Referring expression data:
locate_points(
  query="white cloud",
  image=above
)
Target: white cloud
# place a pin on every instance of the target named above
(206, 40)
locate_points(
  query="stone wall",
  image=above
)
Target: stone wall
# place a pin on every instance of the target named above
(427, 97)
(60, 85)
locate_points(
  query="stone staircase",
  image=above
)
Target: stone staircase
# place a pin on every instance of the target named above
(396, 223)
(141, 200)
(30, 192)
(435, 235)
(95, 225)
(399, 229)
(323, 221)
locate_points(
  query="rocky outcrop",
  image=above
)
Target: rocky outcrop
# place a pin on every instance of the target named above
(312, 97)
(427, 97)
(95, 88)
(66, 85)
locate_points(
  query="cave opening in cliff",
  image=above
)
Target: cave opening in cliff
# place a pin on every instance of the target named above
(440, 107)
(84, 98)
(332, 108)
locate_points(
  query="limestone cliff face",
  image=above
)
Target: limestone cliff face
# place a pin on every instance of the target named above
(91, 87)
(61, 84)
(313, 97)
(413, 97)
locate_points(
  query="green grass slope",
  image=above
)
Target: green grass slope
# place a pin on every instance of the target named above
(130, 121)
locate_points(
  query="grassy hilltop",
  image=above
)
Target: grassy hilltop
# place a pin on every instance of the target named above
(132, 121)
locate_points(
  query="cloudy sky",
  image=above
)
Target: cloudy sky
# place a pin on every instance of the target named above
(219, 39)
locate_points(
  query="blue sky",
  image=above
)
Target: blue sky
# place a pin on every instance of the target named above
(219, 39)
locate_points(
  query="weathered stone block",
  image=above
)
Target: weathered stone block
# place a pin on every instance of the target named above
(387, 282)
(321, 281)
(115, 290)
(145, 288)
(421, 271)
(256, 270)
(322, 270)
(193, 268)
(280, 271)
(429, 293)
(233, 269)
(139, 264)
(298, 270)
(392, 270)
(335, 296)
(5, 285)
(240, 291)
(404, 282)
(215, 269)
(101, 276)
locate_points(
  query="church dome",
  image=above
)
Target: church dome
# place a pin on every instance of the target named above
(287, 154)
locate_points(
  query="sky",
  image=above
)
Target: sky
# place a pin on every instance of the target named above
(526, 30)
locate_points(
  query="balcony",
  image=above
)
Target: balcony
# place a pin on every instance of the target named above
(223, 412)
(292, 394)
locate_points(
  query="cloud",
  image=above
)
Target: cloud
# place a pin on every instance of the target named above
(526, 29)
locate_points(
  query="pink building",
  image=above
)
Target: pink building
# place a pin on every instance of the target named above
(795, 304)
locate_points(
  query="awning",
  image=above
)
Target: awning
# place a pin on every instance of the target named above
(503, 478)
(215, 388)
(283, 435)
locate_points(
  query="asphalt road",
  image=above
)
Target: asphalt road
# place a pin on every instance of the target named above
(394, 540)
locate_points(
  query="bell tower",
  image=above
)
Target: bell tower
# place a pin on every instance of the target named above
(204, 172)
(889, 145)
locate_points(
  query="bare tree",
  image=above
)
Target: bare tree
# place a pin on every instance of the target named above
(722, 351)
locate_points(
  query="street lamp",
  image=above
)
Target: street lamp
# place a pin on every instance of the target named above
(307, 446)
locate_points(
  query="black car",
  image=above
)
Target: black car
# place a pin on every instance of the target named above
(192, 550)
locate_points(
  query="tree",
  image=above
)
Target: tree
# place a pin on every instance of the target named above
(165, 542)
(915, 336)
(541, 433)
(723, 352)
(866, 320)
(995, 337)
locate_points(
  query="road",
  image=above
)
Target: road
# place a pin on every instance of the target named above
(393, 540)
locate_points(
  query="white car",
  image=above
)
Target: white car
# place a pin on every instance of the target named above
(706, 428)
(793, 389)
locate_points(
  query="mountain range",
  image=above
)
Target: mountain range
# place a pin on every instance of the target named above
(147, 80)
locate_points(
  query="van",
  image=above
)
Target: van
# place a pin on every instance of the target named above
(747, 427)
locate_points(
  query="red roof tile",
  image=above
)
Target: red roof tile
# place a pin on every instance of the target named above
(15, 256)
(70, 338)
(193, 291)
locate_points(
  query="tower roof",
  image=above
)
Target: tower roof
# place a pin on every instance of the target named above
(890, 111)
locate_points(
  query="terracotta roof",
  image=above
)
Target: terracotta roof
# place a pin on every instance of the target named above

:: Work task ::
Your response must consist of every line above, reproduced exactly.

:: Exercise response ::
locate_points(
  query="white cloud",
  image=above
)
Target: white cloud
# place a pin on every instance of the target named above
(206, 40)
locate_points(
  query="stone wall",
  image=above
)
Target: stone wall
# place a pin on every instance of the target named above
(427, 97)
(60, 85)
locate_points(
  query="stone staircase",
  image=above
)
Target: stone staircase
# place a pin on every instance of the target named above
(396, 223)
(141, 200)
(30, 192)
(435, 235)
(95, 225)
(399, 229)
(323, 221)
locate_points(
  query="rocky outcrop",
  image=above
)
Target: rocky outcrop
# place a pin on every instance of the target named above
(312, 97)
(427, 97)
(95, 88)
(66, 85)
locate_points(
  query="cave opening in cliff",
  image=above
)
Target: cave opening in cliff
# place a pin on every instance of the target named above
(440, 107)
(84, 98)
(332, 108)
locate_points(
  query="limestone cliff face",
  image=above
)
Target: limestone cliff face
# place a pin on every instance of the target named above
(91, 87)
(61, 84)
(313, 97)
(413, 97)
locate_points(
  query="green grass slope",
  image=above
)
Target: green grass slope
# place a pin on every instance of the target named above
(130, 121)
locate_points(
  query="grassy hilltop",
  image=above
)
Target: grassy hilltop
# place a pin on every instance of the target named above
(132, 121)
locate_points(
  query="cloudy sky",
  image=above
)
Target: cloudy sky
# place a pin on every instance of the target named above
(219, 39)
locate_points(
  query="blue sky",
  image=above
)
Target: blue sky
# place a pin on every instance of the target named above
(219, 39)
locate_points(
  query="weathered stone block",
  image=above
)
Target: weathered stone block
# place a pin on every instance of the target named above
(387, 282)
(321, 281)
(115, 290)
(145, 288)
(421, 271)
(256, 270)
(322, 270)
(193, 268)
(280, 271)
(429, 293)
(233, 269)
(139, 264)
(298, 270)
(392, 270)
(335, 296)
(5, 285)
(240, 291)
(404, 282)
(215, 269)
(101, 276)
locate_points(
  query="church dome",
  image=above
)
Target: church dome
# place a pin on every instance of the target named above
(287, 154)
locate_points(
  query="sky",
  image=above
)
Target: sky
# place a pin on every instance of the target named above
(526, 30)
locate_points(
  query="balcony",
  image=above
)
Target: balcony
# place a pin on every instance of the target named above
(223, 412)
(292, 394)
locate_points(
  query="cloud",
  image=above
)
Target: cloud
# place a pin on every instance of the target named above
(526, 29)
locate_points(
  query="pink building",
  image=above
)
Target: pink building
# place a pin on every instance of the target named above
(795, 304)
locate_points(
  query="awning",
  image=above
)
Target: awning
# place a pin on every instance of the target named above
(503, 478)
(215, 388)
(283, 435)
locate_points(
  query="asphalt road",
  image=above
)
Target: asphalt road
# place a pin on every instance of the target named above
(394, 540)
locate_points(
  query="bell tower",
  image=above
)
Target: bell tower
# place a pin on every instance of the target named above
(204, 172)
(889, 145)
locate_points(
  query="bare tree",
  image=above
)
Target: bare tree
# place a pin on every instance of the target named above
(722, 351)
locate_points(
  query="street lamp",
  image=above
)
Target: street lamp
# place a pin on every instance of the target named above
(307, 446)
locate_points(
  query="black car",
  image=above
)
Target: black car
# place a pin on every instance of the target named above
(192, 550)
locate_points(
  query="tree",
  image=above
)
Target: tree
# place a pin on every instance of the target named above
(165, 542)
(915, 336)
(541, 433)
(723, 352)
(866, 320)
(995, 337)
locate_points(
  query="road",
  image=above
)
Target: road
# place a pin on every instance of the target named above
(393, 540)
locate_points(
  query="white car",
  image=above
)
Target: white car
# place a pin on every instance of the target named above
(706, 428)
(793, 389)
locate_points(
  query="mountain range",
  image=above
)
Target: mountain range
# place a pin on every instance of the target named above
(147, 80)
locate_points(
  query="van",
  image=above
)
Target: van
# place a pin on every instance of the target named above
(747, 427)
locate_points(
  query="red roof tile",
  image=above
)
Target: red roof tile
# place a pin on every instance of the target named above
(15, 256)
(70, 338)
(193, 291)
locate_points(
  query="tower roof",
  image=above
)
Target: tower roof
# place a pin on every instance of the target named above
(890, 111)
locate_points(
  query="terracotta roof",
  image=above
)
Target: terracotta roof
# place a pin on every instance of the target named above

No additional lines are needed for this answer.